§ PROBLEMS TO WORK ON
1. Rewrite the paragraph of the board restructuring post that begins "This meme is oft-repeated but still untrue" as a short bulleted list that keeps its main points.
2. In the board restructuring post, how long has the person who mentions election campaigns spent working in them?
3. Write the next part of the board restructuring post, picking up after its final sentence.

[Foundation-l] Board-announcement: Board Restructuring
Florence Devouard
Anthere9 at yahoo.com
Fri May 2 12:42:57 UTC 2008
Tim Landscheidt wrote:
> Anthony <wikimail at inbox.org> wrote:
>
>>> Or, in other words: There is no
>>> power because you cannot give orders to volunteers.
>
>> This meme is oft-repeated but still untrue. Almost every volunteer
>> organization has a hierarchy and "gives orders" to its members to some
>> extent. Its members are, of course, free to ignore those "orders",
>> but the organization is then free to disallow them from further
>> participation.
>
>> Seriously, what volunteer organization can you think of where
>> volunteers are told to just do whatever they feel like? Does the
>> Obama campaign committee give volunteers a bunch of blank signs and
>> say "go support Obama", or do they assign people to particular routes
>> and ask them to follow particular rules while canvassing?
>
>> The Wikimedia Foundation may run this way, and maybe it's even a good
>> way of running things, but it's certainly not impossible to do it any
>> other way.
>
> I have spent about a decade working in election campaigns,
> and, to repeat the "meme": You cannot give orders to volun-
> teers. (Besides, I see no rationale in disallowing an editor
> to edit article A before he has edited article B - probably
> you end up with no article edited at all. What would be the
> benefit?)
>
> The US presidential election is a prime example: Polls
> show that supporters of the Democratic Party will not only
> cease their commitment if their favorite candidate is not
> nominated, they will even vote for *another* party's candi-
> date.

[Excerpts from point annotation data]
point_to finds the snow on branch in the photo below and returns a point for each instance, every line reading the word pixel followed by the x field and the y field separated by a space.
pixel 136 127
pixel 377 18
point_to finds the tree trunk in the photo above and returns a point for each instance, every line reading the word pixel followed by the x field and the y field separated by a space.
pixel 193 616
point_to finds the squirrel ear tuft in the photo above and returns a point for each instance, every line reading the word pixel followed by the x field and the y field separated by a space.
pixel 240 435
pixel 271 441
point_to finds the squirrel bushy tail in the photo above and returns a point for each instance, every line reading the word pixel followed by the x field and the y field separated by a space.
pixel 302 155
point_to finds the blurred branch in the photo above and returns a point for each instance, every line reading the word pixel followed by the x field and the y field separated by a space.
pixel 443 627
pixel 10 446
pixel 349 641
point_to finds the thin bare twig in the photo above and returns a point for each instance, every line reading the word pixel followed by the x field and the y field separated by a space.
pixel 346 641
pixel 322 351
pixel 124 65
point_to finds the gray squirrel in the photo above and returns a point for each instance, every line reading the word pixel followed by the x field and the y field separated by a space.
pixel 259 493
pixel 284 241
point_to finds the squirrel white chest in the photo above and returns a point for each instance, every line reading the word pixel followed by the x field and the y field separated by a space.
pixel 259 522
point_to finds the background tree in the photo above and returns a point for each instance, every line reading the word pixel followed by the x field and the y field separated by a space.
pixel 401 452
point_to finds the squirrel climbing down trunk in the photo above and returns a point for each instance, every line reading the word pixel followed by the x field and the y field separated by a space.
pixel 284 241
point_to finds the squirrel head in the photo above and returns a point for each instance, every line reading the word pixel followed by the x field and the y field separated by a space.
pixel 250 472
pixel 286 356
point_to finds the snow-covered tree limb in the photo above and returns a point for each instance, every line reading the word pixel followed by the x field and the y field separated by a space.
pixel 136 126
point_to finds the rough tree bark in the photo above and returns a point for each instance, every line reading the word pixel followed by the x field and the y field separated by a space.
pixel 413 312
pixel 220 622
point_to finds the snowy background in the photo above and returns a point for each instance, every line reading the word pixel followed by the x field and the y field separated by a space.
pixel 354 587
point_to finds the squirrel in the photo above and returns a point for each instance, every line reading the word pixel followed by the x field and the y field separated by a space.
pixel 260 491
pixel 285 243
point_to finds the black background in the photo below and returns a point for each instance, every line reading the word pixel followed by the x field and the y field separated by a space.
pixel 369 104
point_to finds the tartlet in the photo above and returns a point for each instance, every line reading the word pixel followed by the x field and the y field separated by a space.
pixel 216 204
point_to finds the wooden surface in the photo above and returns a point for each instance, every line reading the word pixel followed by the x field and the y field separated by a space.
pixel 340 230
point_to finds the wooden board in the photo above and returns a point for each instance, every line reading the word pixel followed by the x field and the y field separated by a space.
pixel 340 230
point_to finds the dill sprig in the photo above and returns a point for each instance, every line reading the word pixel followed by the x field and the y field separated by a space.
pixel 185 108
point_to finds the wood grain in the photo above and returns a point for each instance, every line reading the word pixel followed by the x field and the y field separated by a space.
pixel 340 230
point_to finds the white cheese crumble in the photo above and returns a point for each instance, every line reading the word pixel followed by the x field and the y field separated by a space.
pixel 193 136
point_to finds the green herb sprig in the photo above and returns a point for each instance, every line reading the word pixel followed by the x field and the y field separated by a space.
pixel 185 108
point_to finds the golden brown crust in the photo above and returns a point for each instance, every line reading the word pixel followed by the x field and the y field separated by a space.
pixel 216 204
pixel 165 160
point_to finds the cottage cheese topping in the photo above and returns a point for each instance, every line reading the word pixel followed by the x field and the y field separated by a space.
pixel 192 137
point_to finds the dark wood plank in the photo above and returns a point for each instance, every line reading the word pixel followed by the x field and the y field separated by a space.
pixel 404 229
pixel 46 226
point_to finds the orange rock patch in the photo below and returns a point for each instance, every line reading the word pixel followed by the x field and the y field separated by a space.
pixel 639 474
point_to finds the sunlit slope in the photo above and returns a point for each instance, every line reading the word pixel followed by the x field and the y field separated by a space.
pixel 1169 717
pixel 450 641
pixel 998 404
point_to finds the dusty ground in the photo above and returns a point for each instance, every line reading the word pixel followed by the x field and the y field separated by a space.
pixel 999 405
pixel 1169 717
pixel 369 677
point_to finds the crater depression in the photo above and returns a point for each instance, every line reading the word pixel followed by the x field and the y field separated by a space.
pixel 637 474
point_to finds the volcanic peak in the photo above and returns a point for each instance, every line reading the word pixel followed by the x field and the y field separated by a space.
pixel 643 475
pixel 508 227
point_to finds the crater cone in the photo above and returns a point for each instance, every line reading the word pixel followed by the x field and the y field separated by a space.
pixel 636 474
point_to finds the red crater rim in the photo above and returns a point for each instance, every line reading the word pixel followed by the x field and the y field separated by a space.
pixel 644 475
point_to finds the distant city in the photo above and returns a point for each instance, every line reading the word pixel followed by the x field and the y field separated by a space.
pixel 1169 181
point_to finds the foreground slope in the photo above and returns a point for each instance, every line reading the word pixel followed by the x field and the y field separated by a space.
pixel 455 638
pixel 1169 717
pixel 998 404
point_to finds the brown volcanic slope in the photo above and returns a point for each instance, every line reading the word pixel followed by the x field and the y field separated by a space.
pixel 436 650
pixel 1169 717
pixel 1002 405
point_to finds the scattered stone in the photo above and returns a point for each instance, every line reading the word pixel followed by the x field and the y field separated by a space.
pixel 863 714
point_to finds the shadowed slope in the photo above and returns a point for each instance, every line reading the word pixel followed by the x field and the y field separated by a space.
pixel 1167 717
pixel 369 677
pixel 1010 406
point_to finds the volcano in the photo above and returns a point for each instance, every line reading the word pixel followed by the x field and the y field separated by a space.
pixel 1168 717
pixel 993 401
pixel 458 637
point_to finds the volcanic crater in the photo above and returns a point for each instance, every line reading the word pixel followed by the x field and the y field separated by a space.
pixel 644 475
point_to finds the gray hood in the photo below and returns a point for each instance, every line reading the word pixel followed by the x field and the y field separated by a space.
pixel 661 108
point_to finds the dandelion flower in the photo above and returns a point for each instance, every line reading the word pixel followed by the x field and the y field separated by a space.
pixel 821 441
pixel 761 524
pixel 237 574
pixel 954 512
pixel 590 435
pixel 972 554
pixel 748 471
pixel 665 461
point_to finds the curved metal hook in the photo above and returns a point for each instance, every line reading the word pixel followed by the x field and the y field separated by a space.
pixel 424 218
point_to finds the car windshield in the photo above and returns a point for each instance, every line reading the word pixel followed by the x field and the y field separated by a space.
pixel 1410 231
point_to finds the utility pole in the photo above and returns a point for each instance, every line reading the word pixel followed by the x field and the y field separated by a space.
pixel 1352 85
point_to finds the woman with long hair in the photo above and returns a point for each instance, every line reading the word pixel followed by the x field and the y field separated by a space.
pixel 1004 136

§ ANSWERS FOR THE TASKS
1.
- The idea that volunteers can't be given orders is untrue.
- Almost every volunteer organization has a hierarchy and gives its members orders to some extent.
- Members may ignore those orders, but the organization may then bar them from taking part further.

2. About a decade.

3.
>
> That is exactly the point I made in the post you replied
> to: Should the board decide against the consensus of the
> volunteers (editors, developers, system administrators,
> whatever), they will walk.
>
> Tim
I could not agree more with you.
but I would like to offer another perspective as well.
Board members are also volunteers. And you are correct "you cannot give
orders to volunteers".
A big difference between board and editors is that if an article has not
been written yet, an editor can not be blamed for not having written it.
Also, if an editor makes a mistake, the next editor can not be blamed
for the mistake done by the previous editor.
It is not the case for the board. If a board member makes a mistake,
then the whole board is seen as responsible. If a board member does not
do his job, then the whole board is guilty of not providing this
specific job.
The outcome is quite embarassing. As Chair, I feel that a particular
problematic situation. Whilst I "can not give orders to volunteer board
members", I have to make sure that certain things are done and properly
done (if not done, the community complains, the IRS complains, the audit
company complains, the readers of the website complain etc...). But
whilst I can not give orders to others, I can not fire them either.
I am left with either the choice of "letting the thing not done" (with
the risk of failing to my own duties as board member, or with the risk
of community blaming me as Chair, or with the risk of the community not
electing me :-)); or I am left with the choice of trying to do the job
myself, covering up for the others failures (at the risk of becoming
enslaved to the Foundation, ruining my own personal and professional life).
"This meme is oft-repeated but still untrue. Almost every volunteer
organization has a hierarchy and "gives orders" to its members to some
extent. Its members are, of course, free to ignore those "orders", but
the organization is then free to disallow them from further participation."
...is not something I believe is true neither in the case of our
projects, nor of WMF.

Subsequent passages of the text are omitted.